Reproduce the material exactly, omitting nothing.
===== LISTED ENTRIES
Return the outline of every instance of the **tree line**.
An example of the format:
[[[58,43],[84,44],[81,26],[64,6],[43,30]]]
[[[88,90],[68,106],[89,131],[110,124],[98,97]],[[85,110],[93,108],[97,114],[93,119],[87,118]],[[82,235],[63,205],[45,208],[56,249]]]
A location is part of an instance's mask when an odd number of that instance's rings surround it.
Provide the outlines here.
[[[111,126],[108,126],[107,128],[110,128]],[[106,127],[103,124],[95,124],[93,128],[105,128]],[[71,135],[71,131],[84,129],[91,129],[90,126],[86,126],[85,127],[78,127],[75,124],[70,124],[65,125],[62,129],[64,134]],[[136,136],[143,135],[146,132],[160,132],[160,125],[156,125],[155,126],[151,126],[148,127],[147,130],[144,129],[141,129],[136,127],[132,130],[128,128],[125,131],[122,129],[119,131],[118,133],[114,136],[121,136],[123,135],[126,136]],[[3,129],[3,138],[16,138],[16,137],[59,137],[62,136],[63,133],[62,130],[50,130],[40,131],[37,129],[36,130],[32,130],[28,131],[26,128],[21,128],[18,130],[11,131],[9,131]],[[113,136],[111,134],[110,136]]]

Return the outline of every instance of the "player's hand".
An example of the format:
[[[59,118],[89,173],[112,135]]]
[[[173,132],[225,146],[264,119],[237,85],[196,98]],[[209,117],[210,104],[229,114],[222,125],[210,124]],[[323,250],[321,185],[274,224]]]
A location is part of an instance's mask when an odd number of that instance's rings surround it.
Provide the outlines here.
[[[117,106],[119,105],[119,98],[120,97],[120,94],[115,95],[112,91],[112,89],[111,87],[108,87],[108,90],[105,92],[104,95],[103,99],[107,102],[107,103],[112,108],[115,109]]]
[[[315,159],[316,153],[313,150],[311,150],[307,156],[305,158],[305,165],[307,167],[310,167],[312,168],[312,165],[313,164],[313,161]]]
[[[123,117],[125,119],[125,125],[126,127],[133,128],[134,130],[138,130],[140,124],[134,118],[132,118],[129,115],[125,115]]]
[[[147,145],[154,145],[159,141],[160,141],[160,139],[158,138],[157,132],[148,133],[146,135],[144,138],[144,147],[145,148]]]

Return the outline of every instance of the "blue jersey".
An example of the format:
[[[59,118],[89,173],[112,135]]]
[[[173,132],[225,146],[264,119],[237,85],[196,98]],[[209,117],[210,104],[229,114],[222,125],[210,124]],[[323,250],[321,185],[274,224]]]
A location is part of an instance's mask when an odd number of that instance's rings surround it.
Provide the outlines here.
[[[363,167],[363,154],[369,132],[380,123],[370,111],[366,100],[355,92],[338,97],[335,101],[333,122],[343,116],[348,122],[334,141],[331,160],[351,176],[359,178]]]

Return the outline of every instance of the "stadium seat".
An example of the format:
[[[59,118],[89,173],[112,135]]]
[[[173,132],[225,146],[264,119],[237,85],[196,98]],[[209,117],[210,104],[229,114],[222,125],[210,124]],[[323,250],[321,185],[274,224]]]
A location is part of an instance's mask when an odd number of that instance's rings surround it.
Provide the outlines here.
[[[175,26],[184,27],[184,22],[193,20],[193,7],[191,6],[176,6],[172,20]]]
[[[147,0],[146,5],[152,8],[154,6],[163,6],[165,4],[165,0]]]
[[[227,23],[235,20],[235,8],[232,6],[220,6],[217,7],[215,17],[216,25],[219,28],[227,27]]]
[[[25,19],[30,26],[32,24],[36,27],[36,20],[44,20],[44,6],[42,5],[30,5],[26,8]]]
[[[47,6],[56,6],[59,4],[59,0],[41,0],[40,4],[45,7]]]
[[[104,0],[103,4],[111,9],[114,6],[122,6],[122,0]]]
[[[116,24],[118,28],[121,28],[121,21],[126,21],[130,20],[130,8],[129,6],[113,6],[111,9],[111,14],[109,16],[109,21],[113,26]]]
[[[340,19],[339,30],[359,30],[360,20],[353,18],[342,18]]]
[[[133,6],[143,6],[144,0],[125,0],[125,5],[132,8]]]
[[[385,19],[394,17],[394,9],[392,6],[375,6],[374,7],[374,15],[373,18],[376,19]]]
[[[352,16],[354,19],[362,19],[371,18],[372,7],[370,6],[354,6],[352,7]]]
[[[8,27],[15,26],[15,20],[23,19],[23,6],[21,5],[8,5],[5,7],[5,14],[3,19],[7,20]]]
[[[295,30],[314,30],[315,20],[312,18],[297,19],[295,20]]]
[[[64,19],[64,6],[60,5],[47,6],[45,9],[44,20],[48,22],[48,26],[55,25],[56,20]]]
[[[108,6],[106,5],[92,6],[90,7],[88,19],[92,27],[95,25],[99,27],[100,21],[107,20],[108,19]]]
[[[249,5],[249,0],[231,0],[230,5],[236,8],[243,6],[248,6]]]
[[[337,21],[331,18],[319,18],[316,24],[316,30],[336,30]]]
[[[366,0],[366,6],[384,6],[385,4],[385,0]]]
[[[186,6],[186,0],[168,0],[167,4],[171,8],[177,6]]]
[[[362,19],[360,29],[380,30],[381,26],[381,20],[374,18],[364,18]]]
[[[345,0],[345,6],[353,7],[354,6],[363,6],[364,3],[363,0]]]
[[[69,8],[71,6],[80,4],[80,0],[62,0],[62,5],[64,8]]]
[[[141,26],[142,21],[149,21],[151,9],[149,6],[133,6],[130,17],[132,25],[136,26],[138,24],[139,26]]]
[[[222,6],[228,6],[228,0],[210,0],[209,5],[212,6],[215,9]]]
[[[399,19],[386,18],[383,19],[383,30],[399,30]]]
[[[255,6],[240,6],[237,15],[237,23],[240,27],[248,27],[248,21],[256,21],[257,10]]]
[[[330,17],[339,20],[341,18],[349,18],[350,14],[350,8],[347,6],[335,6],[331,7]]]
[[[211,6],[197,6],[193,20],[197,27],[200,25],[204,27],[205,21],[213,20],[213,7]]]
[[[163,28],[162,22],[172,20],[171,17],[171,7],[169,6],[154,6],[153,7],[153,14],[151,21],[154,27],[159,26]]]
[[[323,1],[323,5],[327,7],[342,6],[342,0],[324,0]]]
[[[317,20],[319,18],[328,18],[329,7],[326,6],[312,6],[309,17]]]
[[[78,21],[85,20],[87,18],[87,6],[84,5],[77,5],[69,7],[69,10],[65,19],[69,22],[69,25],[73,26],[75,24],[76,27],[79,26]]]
==========
▶ CORRECT RESPONSE:
Return the outline of every instance of the **tree line**.
An example of the format:
[[[58,43],[84,44],[81,26],[64,6],[43,30]]]
[[[88,90],[68,106],[89,131],[110,124],[98,97]],[[85,110],[93,108],[97,114],[93,119],[87,118]],[[82,235],[63,205],[45,208],[56,249]]]
A location is part of an instance's mask when an odd number of that instance's rings surround it.
Provide the outlines here.
[[[111,126],[108,126],[107,128],[110,128]],[[106,127],[103,124],[95,124],[93,128],[105,128]],[[71,135],[71,131],[84,129],[91,129],[90,126],[86,126],[85,127],[78,127],[75,124],[70,124],[65,125],[62,129],[64,134]],[[136,136],[143,135],[146,132],[160,132],[160,125],[156,125],[155,126],[151,126],[148,127],[147,130],[144,129],[141,129],[136,127],[132,130],[128,128],[125,131],[122,129],[119,131],[118,133],[114,136],[121,136],[123,135],[126,136]],[[3,129],[3,138],[16,138],[16,137],[59,137],[62,136],[63,133],[62,130],[50,130],[40,131],[37,129],[36,130],[32,130],[28,131],[26,128],[21,128],[18,130],[11,131],[9,131]],[[113,136],[111,134],[110,136]]]

Return the outline of every instance of the "player's hand".
An example of the format:
[[[59,118],[89,173],[112,135]]]
[[[173,132],[225,146],[264,119],[237,85],[196,98]],[[209,117],[210,104],[229,114],[222,125],[210,124]],[[323,250],[321,185],[274,224]]]
A location is part of an instance's mask when an odd number of that instance's rings surround it.
Provide the outlines here.
[[[117,106],[119,105],[119,98],[120,97],[120,94],[115,95],[112,91],[112,89],[111,87],[108,87],[108,90],[105,92],[104,95],[103,99],[107,102],[107,103],[112,108],[115,109]]]
[[[315,159],[316,153],[313,150],[311,150],[307,156],[305,158],[305,165],[307,167],[310,167],[312,168],[312,165],[313,164],[313,161]]]
[[[123,117],[125,119],[125,125],[126,127],[133,128],[134,130],[138,130],[140,124],[134,118],[132,118],[129,115],[125,115]]]
[[[147,145],[154,145],[159,141],[160,141],[160,139],[158,138],[157,132],[148,133],[146,135],[144,138],[144,147],[145,148]]]

Return the outline of every instance of the "blue jersey".
An example of the format:
[[[59,118],[89,173],[112,135]]]
[[[173,132],[225,146],[264,119],[237,85],[196,98]],[[209,117],[210,104],[229,114],[222,125],[210,124]],[[323,250],[321,185],[274,224]]]
A location is part of an instance's mask when an odd number of that instance's rings surround it.
Provide the outlines here.
[[[363,167],[363,154],[369,132],[380,123],[370,111],[366,100],[355,92],[338,97],[335,101],[333,122],[343,116],[348,122],[334,141],[331,160],[351,176],[359,178]]]

Return the outline of every instance of the "stadium seat".
An example of the format:
[[[59,118],[89,173],[112,135]]]
[[[173,132],[225,146],[264,119],[237,85],[196,98]],[[209,117],[210,104],[229,114],[222,125],[210,124]],[[323,250],[321,185],[274,224]]]
A location is part of an instance's mask when an odd number of that instance's rings surround it.
Provide the outlines here.
[[[175,26],[184,27],[184,22],[193,20],[193,7],[191,6],[176,6],[172,20]]]
[[[147,0],[146,5],[152,8],[154,6],[163,6],[165,4],[165,0]]]
[[[227,23],[235,20],[235,8],[232,6],[220,6],[217,7],[215,17],[216,25],[219,28],[227,27]]]
[[[25,19],[30,26],[32,24],[36,27],[36,20],[44,20],[44,6],[42,5],[30,5],[26,8]]]
[[[47,6],[56,6],[59,4],[59,0],[41,0],[40,4],[45,7]]]
[[[104,0],[103,4],[111,9],[114,6],[122,6],[122,0]]]
[[[116,24],[118,28],[121,28],[121,21],[126,21],[130,20],[130,8],[129,6],[113,6],[111,9],[111,14],[109,16],[109,21],[113,26]]]
[[[340,19],[339,30],[359,30],[360,20],[353,18],[342,18]]]
[[[133,6],[143,6],[144,0],[125,0],[125,5],[132,8]]]
[[[385,19],[394,17],[394,9],[392,6],[375,6],[374,7],[374,15],[373,18],[376,19]]]
[[[352,16],[354,19],[362,19],[371,18],[372,7],[370,6],[354,6],[352,7]]]
[[[8,27],[15,26],[15,20],[23,19],[23,6],[21,5],[8,5],[5,7],[5,14],[3,19],[7,20]]]
[[[295,30],[314,30],[315,20],[312,18],[297,19],[295,20]]]
[[[64,19],[64,6],[60,5],[47,6],[45,9],[44,20],[48,22],[48,26],[55,25],[56,20]]]
[[[108,6],[106,5],[92,6],[90,7],[88,19],[92,27],[95,25],[99,27],[100,21],[107,20],[108,19]]]
[[[249,5],[249,0],[231,0],[230,5],[236,8],[243,6],[248,6]]]
[[[337,21],[331,18],[319,18],[316,24],[316,30],[336,30]]]
[[[366,0],[366,6],[384,6],[385,4],[385,0]]]
[[[186,6],[186,0],[168,0],[167,4],[171,8],[177,6]]]
[[[362,19],[360,29],[380,30],[381,26],[381,20],[374,18],[364,18]]]
[[[345,0],[345,6],[353,7],[354,6],[363,6],[364,3],[363,0]]]
[[[69,8],[71,6],[80,4],[80,0],[62,0],[62,5],[64,8]]]
[[[141,26],[142,21],[149,21],[151,9],[149,6],[133,6],[130,17],[132,25],[136,26],[138,24],[139,26]]]
[[[222,6],[228,6],[228,0],[210,0],[209,5],[212,6],[215,9]]]
[[[399,19],[386,18],[383,19],[383,30],[399,30]]]
[[[255,6],[240,6],[237,15],[237,23],[240,27],[248,27],[248,21],[256,21],[257,10]]]
[[[330,17],[339,20],[341,18],[349,18],[350,14],[350,8],[347,6],[335,6],[331,7]]]
[[[211,6],[197,6],[193,20],[197,27],[200,25],[204,27],[205,21],[213,20],[213,7]]]
[[[163,28],[162,22],[172,20],[171,17],[171,7],[169,6],[154,6],[153,7],[153,14],[151,21],[154,27],[159,26]]]
[[[323,1],[323,5],[327,7],[342,6],[342,0],[324,0]]]
[[[317,20],[319,18],[328,18],[329,7],[326,6],[312,6],[309,17]]]
[[[78,21],[85,20],[87,18],[87,6],[84,5],[77,5],[69,7],[69,10],[65,19],[69,22],[69,25],[73,26],[75,24],[76,27],[79,26]]]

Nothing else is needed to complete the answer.